WHAT THE TASK ASKS:
Write out the records word for word, from the line containing "[spot] the white button-up" through the end of the records, leaving the pictures out.

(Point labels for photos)
* start *
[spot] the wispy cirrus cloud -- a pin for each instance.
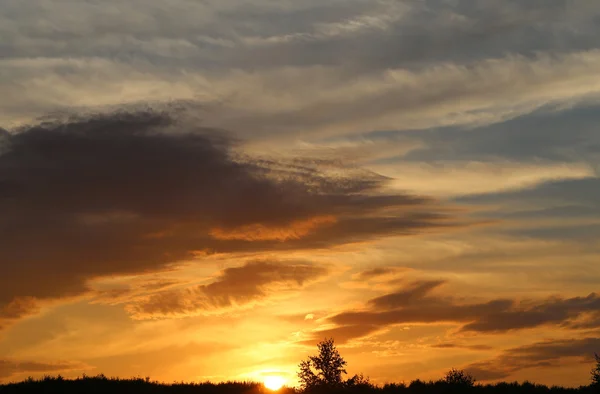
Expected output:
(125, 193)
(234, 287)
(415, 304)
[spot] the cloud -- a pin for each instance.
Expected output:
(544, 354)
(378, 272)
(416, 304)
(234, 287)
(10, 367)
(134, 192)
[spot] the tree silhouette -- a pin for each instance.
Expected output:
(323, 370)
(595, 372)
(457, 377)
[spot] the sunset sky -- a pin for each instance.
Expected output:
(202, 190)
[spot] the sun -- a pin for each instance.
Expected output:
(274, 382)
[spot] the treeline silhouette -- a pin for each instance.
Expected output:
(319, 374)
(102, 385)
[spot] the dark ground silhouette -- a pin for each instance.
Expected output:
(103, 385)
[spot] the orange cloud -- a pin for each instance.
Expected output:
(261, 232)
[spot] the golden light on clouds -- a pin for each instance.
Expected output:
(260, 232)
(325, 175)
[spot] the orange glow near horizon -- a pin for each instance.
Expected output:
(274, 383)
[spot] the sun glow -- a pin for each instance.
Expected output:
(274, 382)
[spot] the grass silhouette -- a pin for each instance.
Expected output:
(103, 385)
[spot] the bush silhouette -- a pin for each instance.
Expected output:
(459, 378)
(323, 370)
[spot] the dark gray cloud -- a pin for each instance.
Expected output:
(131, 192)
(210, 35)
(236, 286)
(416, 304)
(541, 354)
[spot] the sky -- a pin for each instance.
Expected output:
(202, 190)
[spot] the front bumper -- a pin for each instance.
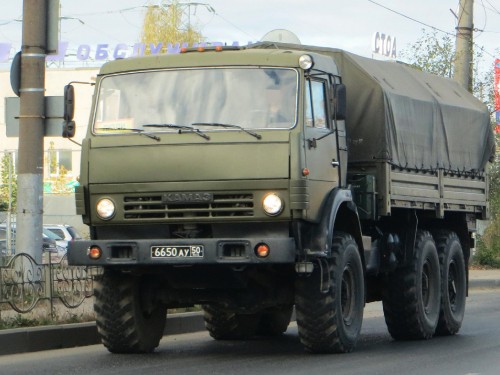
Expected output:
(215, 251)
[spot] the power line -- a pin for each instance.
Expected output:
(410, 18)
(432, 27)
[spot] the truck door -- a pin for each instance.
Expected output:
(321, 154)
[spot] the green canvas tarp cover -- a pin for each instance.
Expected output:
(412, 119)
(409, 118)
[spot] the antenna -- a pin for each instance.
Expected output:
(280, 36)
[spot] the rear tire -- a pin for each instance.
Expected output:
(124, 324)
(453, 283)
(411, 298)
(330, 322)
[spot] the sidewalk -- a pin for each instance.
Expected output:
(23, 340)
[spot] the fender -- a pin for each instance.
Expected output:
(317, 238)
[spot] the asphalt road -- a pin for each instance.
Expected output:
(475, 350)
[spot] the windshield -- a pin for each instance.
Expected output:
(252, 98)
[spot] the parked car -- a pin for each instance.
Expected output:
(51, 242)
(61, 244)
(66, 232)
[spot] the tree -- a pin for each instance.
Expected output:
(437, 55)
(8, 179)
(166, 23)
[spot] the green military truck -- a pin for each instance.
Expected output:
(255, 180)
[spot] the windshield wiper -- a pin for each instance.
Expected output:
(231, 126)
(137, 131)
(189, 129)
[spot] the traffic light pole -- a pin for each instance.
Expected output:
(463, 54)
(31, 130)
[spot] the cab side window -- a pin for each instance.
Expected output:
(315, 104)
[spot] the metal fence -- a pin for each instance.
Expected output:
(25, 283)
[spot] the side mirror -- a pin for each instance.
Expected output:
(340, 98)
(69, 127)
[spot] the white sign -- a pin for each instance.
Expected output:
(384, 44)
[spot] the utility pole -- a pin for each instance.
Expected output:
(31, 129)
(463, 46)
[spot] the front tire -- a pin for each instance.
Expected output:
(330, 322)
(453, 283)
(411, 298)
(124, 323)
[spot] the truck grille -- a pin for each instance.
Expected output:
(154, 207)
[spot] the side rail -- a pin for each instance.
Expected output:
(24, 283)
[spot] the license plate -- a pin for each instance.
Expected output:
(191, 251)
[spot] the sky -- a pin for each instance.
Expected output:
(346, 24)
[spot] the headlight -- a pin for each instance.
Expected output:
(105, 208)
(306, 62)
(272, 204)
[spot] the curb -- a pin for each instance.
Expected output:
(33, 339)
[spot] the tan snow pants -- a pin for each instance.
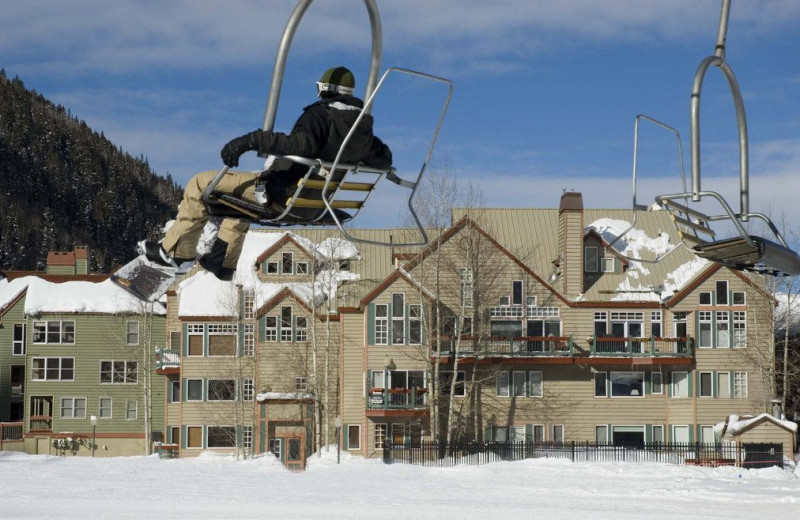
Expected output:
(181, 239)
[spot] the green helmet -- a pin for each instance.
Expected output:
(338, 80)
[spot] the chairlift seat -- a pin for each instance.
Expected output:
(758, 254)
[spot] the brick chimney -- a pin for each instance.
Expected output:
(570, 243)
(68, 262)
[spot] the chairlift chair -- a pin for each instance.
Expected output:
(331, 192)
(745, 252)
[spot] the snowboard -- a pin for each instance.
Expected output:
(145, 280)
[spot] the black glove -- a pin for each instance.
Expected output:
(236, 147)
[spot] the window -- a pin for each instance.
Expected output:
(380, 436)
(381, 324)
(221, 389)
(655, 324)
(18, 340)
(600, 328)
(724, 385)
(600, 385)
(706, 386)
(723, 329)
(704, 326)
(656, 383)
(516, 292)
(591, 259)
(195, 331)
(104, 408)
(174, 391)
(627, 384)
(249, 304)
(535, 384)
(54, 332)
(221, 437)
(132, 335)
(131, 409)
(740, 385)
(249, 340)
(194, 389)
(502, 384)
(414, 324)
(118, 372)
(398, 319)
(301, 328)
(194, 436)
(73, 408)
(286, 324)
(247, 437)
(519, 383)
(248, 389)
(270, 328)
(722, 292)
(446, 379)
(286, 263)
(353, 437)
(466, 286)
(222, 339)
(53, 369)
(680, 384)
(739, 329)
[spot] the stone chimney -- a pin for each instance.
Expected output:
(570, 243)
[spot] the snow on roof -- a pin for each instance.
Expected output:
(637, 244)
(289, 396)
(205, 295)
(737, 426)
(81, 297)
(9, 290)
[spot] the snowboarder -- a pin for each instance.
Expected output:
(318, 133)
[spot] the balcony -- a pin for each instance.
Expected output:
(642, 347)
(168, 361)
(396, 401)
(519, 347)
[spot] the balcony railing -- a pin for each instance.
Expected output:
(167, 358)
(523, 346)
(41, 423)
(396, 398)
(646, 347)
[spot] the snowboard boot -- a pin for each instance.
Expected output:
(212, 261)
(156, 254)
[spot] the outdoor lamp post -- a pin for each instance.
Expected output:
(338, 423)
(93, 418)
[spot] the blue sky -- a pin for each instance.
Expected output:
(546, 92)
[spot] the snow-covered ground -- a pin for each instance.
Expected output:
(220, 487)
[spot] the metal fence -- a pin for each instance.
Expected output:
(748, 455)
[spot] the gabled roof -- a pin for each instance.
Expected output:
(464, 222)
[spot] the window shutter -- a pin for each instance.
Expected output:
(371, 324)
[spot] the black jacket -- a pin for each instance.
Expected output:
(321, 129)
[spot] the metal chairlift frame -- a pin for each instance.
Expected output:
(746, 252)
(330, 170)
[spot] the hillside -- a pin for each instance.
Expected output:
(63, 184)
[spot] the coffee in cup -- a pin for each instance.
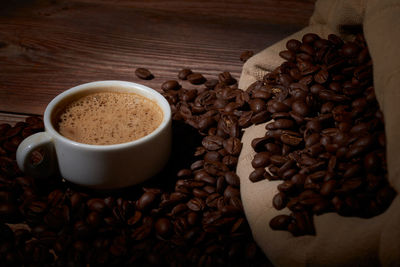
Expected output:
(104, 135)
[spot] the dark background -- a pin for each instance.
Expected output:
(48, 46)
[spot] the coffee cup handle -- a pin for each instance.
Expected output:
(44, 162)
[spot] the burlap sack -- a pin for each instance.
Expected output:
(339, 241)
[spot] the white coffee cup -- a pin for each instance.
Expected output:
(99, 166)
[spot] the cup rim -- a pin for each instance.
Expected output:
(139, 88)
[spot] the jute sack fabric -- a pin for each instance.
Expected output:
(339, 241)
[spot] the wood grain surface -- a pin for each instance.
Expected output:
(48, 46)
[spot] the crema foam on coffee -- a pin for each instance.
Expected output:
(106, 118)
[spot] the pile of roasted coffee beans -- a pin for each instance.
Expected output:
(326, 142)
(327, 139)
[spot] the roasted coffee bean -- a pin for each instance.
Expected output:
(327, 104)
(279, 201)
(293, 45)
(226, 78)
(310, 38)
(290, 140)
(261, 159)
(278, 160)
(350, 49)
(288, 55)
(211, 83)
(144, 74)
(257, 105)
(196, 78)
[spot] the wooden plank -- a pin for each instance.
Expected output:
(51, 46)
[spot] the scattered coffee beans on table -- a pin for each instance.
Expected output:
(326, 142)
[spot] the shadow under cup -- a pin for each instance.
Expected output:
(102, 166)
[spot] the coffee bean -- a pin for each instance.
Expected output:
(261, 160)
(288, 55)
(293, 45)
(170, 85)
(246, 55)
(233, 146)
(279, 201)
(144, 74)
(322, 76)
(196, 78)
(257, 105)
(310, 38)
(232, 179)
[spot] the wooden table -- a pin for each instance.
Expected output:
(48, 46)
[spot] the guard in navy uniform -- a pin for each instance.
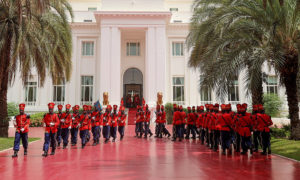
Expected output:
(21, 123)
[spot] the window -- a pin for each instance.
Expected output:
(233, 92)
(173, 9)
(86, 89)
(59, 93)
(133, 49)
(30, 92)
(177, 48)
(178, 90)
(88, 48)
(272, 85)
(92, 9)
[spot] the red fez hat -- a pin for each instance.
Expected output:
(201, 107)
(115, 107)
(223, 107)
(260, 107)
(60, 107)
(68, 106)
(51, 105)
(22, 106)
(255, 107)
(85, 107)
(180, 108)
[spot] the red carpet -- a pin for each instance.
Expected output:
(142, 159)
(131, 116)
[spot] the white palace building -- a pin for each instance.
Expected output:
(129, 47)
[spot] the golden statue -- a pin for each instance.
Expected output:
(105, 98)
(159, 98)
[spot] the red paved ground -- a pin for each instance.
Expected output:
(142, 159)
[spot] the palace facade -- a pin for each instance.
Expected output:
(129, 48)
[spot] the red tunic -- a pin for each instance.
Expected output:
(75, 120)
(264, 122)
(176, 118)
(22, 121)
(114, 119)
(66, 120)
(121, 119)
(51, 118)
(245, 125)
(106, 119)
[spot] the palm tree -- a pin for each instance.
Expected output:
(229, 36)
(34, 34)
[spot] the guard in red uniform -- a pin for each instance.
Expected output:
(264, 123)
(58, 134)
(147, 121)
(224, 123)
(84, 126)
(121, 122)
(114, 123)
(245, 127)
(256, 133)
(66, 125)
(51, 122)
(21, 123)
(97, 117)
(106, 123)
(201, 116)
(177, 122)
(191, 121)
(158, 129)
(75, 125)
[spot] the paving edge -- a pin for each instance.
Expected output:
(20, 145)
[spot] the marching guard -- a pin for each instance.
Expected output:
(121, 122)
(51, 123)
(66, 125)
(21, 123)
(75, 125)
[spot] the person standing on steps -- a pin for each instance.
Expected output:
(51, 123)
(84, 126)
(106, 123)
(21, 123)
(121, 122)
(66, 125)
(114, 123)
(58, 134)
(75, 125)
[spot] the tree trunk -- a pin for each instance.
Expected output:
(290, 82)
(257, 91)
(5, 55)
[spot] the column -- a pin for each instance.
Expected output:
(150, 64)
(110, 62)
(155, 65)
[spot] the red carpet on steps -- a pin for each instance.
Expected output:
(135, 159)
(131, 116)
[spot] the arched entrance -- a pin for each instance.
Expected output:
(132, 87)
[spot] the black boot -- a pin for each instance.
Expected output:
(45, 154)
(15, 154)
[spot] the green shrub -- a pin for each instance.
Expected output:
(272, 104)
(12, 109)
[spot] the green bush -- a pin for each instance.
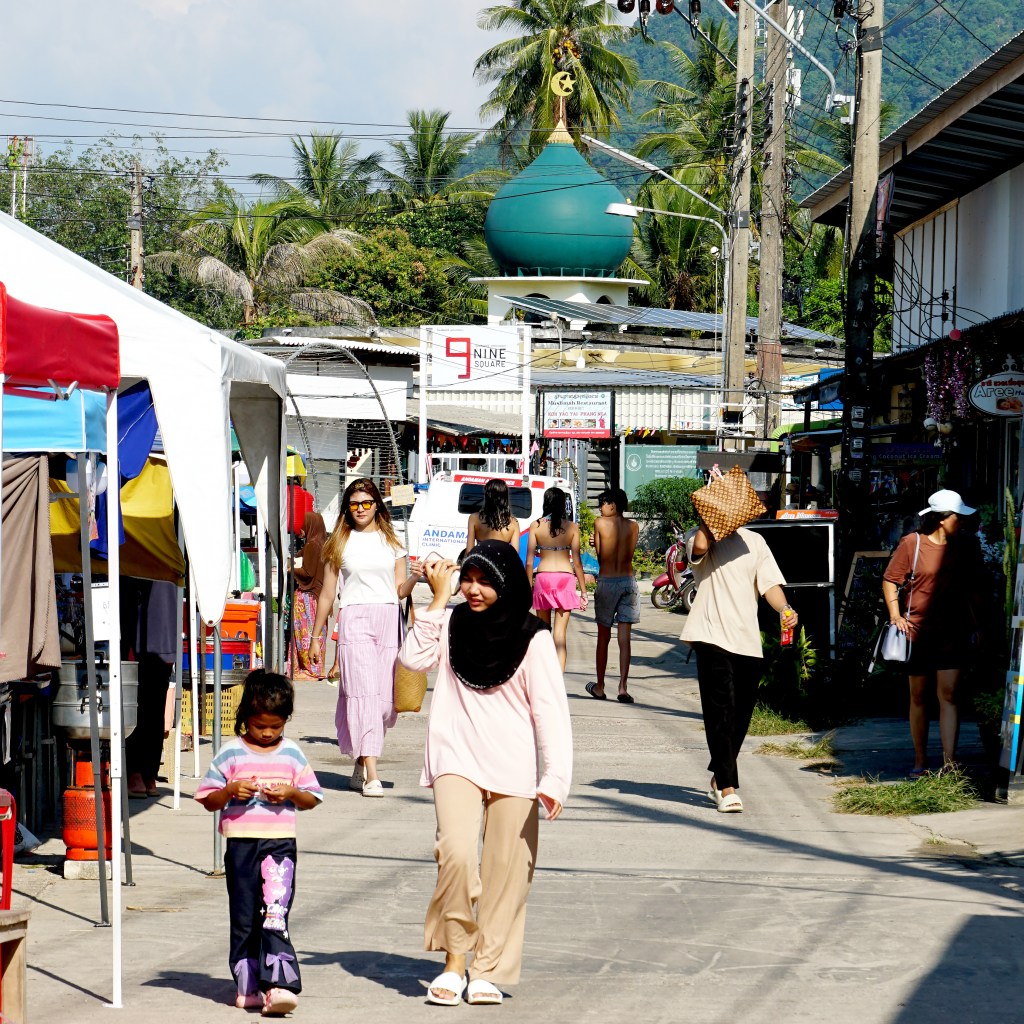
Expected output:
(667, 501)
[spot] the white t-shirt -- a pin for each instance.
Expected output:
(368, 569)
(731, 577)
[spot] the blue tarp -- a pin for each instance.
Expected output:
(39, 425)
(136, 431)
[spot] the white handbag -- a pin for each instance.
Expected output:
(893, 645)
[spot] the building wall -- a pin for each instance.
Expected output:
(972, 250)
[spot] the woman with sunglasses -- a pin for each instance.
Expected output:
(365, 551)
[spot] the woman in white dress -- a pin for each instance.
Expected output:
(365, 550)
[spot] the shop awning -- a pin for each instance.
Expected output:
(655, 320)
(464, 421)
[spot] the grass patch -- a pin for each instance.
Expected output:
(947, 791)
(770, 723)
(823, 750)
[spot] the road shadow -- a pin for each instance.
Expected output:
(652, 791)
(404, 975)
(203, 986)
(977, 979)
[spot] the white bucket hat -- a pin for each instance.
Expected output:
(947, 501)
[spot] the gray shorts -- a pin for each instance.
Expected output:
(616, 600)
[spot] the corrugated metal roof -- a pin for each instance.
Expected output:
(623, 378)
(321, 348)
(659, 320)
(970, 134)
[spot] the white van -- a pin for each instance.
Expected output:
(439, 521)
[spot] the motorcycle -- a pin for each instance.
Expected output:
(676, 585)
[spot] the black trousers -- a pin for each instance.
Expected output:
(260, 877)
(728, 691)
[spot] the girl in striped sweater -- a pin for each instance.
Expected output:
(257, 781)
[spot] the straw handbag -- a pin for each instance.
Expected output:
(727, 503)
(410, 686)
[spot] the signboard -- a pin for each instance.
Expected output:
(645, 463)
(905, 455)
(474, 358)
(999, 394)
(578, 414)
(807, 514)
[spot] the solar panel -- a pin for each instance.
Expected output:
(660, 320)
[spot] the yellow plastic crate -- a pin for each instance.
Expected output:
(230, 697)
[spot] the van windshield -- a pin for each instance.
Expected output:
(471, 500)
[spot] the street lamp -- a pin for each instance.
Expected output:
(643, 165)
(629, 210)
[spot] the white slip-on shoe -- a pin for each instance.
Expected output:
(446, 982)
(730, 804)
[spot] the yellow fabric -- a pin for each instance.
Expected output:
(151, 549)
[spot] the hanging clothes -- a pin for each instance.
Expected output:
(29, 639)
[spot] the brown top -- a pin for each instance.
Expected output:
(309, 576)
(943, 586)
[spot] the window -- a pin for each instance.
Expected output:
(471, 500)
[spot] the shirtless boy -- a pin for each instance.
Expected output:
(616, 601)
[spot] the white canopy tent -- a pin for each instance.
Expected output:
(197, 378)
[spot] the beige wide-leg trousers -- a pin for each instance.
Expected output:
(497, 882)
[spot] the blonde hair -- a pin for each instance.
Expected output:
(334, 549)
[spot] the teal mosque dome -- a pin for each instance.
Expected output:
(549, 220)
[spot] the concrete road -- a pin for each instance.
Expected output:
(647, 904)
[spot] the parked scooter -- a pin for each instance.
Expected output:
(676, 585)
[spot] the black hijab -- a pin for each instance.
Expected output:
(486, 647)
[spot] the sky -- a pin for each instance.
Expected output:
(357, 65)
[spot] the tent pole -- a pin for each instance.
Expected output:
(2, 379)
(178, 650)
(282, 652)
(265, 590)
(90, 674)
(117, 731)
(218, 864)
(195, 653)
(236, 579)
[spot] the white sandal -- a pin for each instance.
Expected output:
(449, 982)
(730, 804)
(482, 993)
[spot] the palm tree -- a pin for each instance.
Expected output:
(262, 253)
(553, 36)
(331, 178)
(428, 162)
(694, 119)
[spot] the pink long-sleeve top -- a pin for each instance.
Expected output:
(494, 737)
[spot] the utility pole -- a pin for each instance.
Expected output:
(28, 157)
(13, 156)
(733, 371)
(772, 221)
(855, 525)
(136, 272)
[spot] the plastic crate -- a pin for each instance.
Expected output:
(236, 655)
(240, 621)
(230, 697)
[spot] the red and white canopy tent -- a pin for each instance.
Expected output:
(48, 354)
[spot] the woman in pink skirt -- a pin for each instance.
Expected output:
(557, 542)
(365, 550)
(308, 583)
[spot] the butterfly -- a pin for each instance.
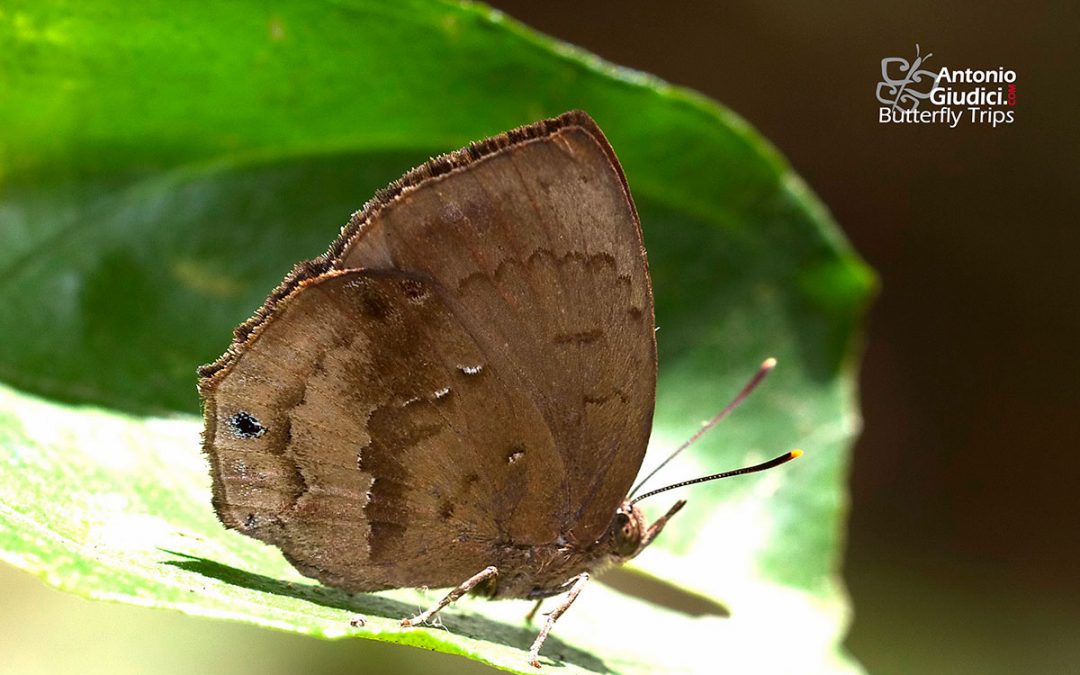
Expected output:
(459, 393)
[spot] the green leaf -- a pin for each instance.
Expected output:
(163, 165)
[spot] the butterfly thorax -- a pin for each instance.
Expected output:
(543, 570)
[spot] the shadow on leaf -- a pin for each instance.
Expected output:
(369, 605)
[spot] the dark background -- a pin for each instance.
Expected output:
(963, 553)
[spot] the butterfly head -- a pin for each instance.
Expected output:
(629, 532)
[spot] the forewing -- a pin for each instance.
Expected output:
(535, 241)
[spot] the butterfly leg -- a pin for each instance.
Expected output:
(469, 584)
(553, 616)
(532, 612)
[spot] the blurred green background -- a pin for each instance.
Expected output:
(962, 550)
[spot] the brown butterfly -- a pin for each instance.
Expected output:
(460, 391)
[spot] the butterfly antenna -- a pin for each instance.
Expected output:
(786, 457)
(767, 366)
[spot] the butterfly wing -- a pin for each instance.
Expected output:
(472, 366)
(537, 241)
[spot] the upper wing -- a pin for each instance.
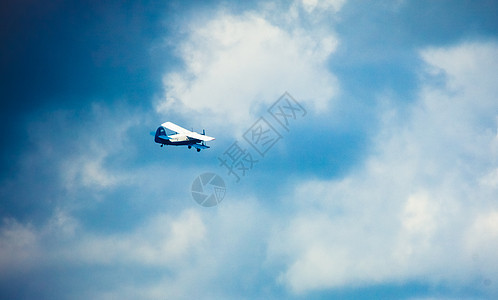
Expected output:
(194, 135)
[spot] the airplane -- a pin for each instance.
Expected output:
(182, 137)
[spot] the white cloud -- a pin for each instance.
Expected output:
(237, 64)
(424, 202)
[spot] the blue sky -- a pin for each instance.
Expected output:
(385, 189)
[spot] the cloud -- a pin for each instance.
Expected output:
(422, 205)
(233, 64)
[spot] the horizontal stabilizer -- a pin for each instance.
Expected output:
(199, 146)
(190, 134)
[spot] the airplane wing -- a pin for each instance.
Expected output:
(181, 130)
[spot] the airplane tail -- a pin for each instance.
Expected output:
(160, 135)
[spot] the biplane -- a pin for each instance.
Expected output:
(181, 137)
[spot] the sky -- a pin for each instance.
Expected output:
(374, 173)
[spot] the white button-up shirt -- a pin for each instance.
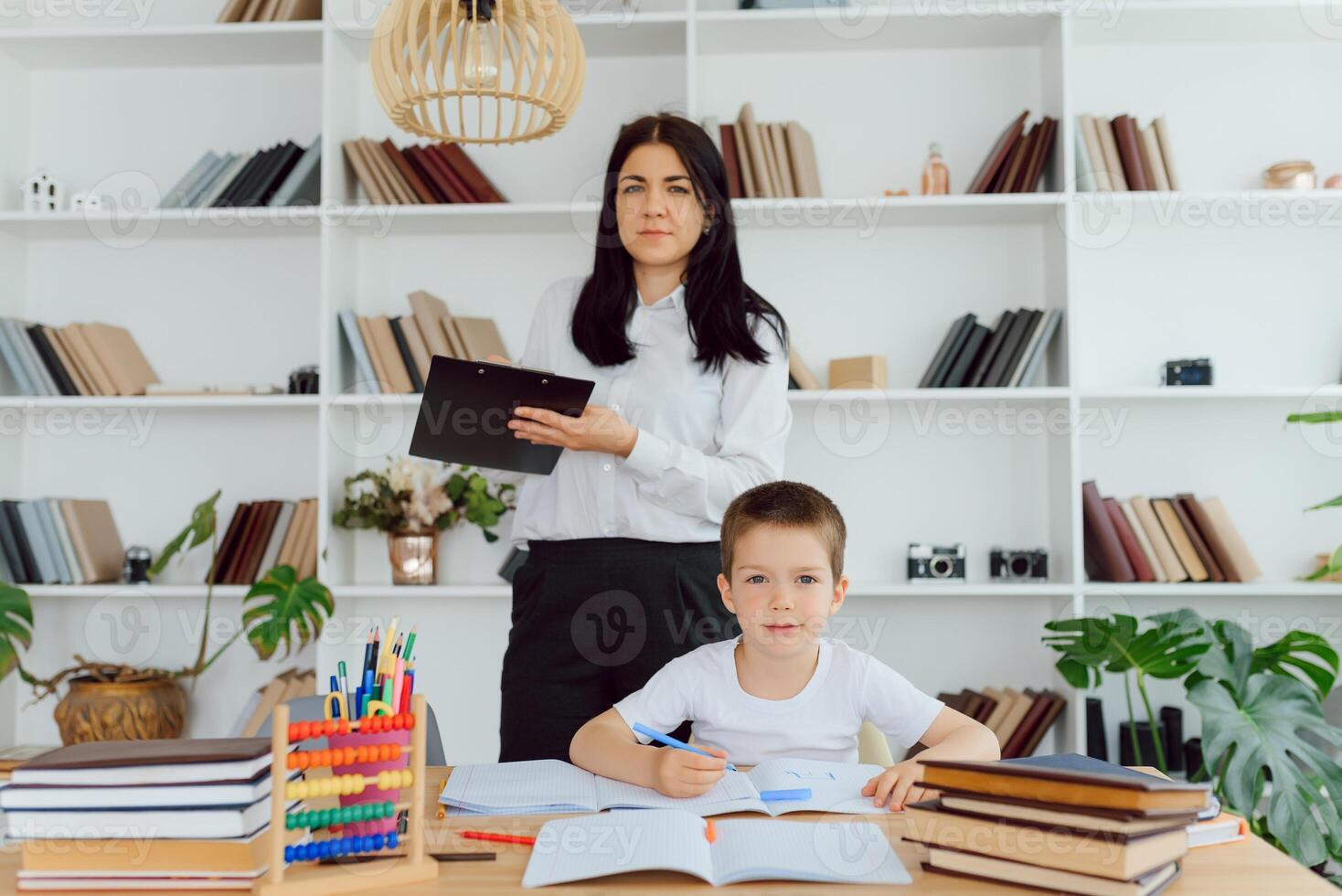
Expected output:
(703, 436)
* end *
THE COMPLETED TASK:
[spot] the white button-up shirt -- a pin for each instance.
Expected output:
(703, 436)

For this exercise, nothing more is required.